--- Selection ---
┏━━

HMCS La Malbaie

HMCS La Malbaie was a Royal Canadian Navy revised Flower-class corvette which took part in convoy escort duties during the Second World War. She fought primarily in the Battle of the Atlantic. She was named for La Malbaie, Quebec. She was originally named Fort William but her name was changed before commissioning.

HMCS La Malbaie
Name: La Malbaie
Namesake: La Malbaie, Quebec
Ordered: 20 February 1941
Builder: Marine Industries. Ltd., Sorel
Laid down: 22 March 1941
Launched: 25 October 1941
Commissioned: 28 April 1942
Decommissioned: 28 June 1945
Renamed: from Fort William K236
Identification: Pennant number: K273
Honours and
Atlantic 1942–1945;[1] Gulf of St. Lawrence 1942[2]
Fate: Scrapped 1951 at Hamilton.
General characteristics
Class and type: Flower-class corvette (Revised)
Displacement: 925 long tons (940 t; 1,036 short tons)
Length: 205 ft (62.48 m)o/a
Beam: 33 ft (10.06 m)
Draught: 11.5 ft (3.51 m)
  • Single shaft
  • 2 × water tube boilers
  • 1 × double acting triple-expansion reciprocating steam engine
  • 2,750 ihp (2,050 kW)

┗━━

--- Request ---
Translate this sentence from the article on HMCS La Malbaie into French: "She fought primarily in the Battle of the Atlantic."

Segmentation dataset records

┏━━

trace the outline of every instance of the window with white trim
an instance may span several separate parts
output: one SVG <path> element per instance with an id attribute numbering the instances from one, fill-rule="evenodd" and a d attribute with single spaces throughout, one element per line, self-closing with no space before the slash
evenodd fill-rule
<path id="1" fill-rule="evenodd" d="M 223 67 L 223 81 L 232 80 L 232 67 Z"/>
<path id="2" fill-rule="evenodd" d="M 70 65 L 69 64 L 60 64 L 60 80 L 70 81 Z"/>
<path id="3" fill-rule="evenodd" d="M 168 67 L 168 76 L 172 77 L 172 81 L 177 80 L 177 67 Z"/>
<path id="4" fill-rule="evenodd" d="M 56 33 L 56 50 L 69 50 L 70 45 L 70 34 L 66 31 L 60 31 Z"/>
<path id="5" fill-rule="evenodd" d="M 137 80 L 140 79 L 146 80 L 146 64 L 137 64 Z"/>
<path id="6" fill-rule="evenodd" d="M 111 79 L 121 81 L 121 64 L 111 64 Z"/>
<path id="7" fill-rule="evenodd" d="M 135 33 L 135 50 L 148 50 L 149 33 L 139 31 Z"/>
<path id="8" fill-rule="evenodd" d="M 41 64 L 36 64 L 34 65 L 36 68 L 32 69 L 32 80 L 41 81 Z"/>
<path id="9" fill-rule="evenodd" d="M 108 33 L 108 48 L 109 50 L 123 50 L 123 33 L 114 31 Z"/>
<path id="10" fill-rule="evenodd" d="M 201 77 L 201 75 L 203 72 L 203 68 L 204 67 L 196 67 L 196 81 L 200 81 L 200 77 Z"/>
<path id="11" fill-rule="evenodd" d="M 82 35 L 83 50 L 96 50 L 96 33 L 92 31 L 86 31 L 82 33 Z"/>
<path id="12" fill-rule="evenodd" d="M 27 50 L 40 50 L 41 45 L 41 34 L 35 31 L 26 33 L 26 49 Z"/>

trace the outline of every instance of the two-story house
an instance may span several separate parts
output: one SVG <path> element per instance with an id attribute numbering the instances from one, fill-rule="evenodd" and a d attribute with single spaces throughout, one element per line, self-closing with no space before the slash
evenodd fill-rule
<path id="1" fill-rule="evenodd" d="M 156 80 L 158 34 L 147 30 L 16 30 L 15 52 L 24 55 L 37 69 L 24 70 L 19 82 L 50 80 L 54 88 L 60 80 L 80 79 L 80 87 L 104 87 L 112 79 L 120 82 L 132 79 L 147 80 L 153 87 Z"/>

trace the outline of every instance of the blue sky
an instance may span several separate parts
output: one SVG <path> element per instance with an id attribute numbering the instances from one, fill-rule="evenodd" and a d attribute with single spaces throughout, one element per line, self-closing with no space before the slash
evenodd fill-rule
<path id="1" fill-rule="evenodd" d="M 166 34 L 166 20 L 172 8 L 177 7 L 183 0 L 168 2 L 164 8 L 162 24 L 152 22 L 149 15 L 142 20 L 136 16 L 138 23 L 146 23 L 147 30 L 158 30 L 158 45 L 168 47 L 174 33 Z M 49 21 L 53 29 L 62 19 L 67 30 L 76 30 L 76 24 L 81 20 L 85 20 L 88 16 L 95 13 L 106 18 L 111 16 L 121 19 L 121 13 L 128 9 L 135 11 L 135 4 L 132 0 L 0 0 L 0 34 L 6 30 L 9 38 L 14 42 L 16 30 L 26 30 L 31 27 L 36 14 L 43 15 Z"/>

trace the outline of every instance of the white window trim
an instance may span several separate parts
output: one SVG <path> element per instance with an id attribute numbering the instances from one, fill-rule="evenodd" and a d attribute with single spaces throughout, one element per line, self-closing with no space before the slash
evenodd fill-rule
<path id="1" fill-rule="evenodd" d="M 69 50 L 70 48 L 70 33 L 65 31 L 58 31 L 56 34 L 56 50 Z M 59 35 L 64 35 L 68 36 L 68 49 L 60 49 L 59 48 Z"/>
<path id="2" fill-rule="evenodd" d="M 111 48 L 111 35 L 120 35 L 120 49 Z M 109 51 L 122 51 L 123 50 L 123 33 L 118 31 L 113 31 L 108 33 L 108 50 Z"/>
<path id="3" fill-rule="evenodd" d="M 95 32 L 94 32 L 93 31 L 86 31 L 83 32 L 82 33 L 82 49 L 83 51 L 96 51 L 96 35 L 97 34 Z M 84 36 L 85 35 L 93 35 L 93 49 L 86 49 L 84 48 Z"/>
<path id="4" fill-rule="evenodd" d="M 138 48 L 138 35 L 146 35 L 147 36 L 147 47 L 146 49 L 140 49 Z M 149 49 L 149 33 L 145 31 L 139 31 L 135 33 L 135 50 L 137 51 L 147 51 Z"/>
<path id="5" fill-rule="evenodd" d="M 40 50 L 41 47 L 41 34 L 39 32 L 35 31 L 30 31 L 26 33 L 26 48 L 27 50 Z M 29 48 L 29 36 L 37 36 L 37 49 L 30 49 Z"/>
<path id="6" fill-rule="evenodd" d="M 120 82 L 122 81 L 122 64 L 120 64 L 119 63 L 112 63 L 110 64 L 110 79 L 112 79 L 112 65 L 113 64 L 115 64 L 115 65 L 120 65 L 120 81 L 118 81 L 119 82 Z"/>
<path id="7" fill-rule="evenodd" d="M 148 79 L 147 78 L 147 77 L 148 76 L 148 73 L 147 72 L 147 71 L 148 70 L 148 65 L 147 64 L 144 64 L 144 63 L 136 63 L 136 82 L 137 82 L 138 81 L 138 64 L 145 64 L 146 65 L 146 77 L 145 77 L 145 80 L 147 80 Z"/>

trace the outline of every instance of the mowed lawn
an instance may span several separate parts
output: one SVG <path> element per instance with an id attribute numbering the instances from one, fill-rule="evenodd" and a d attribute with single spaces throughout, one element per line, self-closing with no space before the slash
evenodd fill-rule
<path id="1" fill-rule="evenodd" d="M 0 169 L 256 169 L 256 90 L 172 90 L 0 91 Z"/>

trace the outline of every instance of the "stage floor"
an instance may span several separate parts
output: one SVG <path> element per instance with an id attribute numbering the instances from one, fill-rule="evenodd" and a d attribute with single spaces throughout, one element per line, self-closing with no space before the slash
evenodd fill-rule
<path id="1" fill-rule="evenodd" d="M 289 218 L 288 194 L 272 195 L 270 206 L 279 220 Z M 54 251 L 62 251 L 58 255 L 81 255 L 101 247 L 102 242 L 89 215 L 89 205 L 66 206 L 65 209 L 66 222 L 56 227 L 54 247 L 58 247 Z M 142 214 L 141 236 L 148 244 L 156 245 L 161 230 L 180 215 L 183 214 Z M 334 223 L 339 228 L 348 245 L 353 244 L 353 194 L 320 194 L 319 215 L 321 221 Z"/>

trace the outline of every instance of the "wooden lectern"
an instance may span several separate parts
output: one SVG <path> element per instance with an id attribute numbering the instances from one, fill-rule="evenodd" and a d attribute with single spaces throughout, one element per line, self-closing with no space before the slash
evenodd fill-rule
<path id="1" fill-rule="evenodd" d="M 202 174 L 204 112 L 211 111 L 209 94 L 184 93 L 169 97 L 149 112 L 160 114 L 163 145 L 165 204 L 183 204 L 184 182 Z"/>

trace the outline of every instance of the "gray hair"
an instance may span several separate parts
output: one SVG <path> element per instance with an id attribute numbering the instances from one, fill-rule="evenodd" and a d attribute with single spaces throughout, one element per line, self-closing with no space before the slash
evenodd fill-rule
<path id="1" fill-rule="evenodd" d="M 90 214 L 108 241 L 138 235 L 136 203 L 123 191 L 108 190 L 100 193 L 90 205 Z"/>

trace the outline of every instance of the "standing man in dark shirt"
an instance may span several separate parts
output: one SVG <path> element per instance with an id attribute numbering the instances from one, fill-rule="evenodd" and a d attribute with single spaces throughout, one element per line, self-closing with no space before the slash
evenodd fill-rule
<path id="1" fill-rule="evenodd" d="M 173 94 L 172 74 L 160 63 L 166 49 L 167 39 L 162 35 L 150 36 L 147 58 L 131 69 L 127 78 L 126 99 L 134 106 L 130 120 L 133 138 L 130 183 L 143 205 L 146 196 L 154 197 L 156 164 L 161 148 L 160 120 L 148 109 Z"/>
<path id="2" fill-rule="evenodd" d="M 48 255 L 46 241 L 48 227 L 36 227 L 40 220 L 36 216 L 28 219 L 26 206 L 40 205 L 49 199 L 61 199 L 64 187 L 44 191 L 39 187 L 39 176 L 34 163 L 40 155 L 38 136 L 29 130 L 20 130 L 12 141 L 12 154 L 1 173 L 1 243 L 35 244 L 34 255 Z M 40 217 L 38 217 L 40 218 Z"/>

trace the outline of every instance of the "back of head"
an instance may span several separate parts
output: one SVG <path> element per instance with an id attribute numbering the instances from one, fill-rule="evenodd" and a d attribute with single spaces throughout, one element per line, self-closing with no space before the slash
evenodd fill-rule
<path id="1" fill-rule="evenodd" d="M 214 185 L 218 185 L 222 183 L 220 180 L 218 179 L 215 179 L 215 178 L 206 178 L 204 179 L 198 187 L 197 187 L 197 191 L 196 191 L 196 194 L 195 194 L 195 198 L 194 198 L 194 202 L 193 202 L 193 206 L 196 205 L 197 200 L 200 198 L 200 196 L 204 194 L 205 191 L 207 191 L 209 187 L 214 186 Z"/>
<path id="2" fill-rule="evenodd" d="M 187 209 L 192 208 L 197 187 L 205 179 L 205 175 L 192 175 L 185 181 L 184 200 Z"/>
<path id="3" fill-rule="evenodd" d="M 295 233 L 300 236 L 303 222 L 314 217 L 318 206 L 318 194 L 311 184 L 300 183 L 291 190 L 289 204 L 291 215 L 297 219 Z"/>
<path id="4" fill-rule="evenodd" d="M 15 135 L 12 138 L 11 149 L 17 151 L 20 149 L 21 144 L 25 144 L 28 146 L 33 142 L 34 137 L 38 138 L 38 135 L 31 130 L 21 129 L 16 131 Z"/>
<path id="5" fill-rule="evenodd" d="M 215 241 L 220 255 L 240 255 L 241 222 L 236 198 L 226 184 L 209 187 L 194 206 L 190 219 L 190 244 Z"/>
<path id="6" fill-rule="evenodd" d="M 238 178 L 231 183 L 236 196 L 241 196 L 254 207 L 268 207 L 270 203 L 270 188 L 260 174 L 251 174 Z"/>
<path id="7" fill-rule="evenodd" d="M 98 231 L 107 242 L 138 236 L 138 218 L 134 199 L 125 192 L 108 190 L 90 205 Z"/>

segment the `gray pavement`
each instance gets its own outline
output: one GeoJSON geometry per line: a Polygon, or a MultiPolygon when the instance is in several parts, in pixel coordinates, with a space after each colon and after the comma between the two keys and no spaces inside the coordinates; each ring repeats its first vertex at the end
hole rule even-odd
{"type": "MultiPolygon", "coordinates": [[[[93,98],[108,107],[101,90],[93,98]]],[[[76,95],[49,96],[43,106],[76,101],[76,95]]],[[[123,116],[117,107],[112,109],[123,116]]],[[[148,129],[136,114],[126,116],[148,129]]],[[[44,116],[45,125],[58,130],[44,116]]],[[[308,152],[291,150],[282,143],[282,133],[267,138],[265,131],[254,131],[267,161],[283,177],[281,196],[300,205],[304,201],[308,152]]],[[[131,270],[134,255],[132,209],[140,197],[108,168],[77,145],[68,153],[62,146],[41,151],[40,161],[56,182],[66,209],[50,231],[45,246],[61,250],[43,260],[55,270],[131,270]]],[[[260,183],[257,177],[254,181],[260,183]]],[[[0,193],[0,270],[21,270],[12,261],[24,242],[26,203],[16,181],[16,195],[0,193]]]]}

┗━━

--- Finished exercise ---
Elle a combattu principalement lors de la bataille de l'Atlantique.